**EXERCISE REQUIREMENTS**:
How many lines in the entries below contain the word "stone"? Reply with the number only.

**EXERCISE INPUTS**:

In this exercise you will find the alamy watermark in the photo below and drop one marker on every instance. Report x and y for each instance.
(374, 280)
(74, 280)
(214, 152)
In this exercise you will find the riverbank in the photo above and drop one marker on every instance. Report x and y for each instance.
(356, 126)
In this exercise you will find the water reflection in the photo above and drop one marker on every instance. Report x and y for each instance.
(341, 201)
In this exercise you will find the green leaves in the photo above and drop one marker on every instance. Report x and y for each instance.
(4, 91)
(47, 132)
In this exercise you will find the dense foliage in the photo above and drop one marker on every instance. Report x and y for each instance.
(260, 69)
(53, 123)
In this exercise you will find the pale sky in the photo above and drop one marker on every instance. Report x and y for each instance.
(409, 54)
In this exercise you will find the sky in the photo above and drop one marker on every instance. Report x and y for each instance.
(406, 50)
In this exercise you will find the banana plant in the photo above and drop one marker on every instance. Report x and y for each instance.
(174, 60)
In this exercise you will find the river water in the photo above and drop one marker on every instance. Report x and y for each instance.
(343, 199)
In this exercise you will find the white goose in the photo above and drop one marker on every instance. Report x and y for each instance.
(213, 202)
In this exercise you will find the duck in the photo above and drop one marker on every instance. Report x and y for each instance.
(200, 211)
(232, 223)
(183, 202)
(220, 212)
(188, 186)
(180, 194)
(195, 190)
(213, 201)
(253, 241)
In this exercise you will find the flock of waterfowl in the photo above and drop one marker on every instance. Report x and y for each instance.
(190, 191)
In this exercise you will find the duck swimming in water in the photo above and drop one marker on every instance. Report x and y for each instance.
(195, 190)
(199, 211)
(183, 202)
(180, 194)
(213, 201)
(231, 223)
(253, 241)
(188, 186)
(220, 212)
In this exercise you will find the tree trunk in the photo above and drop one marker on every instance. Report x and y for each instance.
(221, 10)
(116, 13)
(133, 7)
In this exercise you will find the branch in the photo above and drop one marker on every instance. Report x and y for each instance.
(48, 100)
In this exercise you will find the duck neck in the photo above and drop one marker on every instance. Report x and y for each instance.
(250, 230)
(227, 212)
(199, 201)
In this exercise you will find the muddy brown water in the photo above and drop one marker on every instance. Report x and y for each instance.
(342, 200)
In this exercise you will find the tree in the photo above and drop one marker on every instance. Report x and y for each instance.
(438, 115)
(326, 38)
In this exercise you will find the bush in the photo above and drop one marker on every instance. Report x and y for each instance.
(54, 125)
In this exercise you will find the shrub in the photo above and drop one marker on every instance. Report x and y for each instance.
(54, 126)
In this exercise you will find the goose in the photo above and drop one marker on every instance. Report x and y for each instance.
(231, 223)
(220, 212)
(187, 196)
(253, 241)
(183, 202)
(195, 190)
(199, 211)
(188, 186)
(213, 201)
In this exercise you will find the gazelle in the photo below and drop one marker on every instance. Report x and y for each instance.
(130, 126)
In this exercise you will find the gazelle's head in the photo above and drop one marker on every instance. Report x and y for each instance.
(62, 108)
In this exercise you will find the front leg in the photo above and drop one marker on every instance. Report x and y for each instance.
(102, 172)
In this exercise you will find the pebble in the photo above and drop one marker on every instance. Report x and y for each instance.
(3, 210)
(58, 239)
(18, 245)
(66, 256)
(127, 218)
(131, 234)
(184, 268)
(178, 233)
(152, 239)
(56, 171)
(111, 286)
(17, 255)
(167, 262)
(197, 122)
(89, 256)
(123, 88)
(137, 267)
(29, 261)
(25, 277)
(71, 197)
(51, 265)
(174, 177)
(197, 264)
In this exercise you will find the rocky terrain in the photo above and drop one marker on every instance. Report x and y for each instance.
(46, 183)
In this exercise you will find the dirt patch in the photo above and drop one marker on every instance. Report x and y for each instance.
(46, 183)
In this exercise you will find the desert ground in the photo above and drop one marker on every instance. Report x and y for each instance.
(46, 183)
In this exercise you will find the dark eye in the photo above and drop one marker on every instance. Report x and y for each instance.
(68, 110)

--

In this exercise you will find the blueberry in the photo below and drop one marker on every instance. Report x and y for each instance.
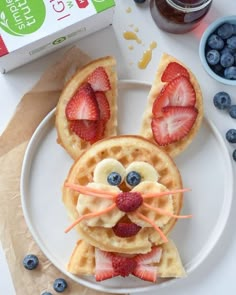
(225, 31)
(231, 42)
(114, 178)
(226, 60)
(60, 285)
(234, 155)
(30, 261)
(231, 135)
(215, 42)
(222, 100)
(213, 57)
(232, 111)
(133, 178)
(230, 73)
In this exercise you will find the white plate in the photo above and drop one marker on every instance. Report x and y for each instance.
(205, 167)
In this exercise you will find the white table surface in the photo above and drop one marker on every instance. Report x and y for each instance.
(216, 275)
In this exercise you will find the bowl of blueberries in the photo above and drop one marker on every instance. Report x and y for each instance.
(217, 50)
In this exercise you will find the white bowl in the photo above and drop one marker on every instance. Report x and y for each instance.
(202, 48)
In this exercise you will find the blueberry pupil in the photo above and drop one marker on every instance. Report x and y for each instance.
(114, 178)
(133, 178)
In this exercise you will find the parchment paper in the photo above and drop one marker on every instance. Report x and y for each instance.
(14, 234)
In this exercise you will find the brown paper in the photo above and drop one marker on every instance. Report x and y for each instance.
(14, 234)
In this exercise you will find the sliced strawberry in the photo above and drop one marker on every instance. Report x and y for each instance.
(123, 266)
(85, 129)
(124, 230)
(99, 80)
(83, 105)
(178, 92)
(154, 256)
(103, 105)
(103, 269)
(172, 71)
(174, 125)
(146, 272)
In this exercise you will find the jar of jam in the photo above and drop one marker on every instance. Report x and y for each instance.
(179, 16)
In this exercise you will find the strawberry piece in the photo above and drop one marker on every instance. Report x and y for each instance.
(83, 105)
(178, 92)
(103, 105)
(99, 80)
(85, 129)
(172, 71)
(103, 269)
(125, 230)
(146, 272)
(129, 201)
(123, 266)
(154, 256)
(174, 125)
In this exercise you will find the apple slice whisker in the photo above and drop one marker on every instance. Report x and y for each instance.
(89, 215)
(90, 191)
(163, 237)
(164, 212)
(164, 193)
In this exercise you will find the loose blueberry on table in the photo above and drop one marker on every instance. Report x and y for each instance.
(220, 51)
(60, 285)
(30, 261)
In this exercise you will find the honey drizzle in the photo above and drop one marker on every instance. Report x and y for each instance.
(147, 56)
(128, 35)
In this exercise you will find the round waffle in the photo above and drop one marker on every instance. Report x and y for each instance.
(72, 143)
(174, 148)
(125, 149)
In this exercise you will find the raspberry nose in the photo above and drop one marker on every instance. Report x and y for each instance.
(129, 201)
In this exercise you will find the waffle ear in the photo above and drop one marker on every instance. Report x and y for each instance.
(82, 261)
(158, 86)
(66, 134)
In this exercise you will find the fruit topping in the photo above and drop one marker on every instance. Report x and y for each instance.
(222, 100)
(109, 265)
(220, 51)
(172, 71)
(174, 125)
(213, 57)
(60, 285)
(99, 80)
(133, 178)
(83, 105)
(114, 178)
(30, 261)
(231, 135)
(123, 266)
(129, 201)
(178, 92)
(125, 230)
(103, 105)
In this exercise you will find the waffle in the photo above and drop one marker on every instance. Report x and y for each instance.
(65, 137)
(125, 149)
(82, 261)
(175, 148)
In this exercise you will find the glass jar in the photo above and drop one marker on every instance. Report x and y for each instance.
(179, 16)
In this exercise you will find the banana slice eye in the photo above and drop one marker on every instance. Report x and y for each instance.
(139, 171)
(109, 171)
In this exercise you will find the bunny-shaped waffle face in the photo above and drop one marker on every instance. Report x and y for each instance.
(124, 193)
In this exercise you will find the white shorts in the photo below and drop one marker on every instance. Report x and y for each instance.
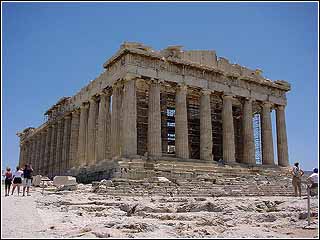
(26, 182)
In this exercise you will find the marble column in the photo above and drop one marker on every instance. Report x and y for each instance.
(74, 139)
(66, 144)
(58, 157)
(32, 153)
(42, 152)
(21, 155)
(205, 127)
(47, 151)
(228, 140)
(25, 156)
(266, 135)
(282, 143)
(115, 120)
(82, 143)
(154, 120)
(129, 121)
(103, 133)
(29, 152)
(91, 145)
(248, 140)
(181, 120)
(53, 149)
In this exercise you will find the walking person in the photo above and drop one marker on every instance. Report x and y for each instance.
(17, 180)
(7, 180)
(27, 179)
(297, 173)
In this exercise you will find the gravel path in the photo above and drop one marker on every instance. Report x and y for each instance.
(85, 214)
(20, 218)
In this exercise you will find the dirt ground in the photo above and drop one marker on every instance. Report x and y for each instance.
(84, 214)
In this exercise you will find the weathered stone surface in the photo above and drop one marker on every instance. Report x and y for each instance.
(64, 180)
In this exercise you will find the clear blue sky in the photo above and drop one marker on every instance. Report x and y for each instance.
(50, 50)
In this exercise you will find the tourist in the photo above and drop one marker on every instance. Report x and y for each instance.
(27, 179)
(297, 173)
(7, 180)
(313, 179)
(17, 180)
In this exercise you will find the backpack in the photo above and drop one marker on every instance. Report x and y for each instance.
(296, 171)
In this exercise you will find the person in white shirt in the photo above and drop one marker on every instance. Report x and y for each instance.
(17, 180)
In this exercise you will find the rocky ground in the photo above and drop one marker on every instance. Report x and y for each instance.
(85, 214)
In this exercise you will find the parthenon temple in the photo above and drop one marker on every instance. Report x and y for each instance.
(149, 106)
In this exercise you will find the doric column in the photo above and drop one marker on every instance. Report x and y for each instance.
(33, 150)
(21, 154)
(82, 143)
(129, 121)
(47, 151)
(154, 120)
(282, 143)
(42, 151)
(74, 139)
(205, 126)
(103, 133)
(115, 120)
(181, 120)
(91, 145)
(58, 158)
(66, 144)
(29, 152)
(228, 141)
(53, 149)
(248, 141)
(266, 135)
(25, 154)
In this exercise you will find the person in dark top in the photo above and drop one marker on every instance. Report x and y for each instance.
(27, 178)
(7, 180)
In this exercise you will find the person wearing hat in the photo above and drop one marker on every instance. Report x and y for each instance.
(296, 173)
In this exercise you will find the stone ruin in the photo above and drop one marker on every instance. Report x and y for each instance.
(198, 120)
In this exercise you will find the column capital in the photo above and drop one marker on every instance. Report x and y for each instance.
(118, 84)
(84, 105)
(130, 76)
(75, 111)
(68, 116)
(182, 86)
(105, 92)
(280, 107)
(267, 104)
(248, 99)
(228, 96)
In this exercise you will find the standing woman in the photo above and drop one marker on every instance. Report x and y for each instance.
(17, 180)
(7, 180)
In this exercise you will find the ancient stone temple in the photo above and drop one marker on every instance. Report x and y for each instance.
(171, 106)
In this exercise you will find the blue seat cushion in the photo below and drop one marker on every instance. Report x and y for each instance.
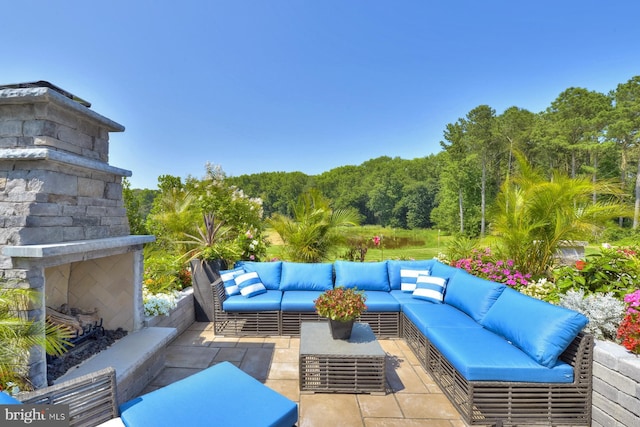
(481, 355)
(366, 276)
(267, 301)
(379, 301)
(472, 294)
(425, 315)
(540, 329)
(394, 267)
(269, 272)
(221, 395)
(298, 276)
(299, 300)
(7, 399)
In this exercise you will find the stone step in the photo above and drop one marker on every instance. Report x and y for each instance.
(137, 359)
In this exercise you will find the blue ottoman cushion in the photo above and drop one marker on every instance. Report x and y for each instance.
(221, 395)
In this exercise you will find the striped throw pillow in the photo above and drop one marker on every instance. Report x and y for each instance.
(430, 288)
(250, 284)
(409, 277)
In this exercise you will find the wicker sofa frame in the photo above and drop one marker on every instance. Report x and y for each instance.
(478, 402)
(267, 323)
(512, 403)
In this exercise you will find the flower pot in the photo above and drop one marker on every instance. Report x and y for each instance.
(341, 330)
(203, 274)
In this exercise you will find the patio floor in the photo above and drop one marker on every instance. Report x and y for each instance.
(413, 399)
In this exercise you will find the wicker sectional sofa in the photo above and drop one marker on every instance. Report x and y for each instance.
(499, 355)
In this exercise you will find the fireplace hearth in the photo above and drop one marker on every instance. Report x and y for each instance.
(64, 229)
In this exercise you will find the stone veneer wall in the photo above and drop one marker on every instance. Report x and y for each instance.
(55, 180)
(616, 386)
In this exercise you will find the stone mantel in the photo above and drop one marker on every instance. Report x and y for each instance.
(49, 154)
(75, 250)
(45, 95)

**TASK ANSWER**:
6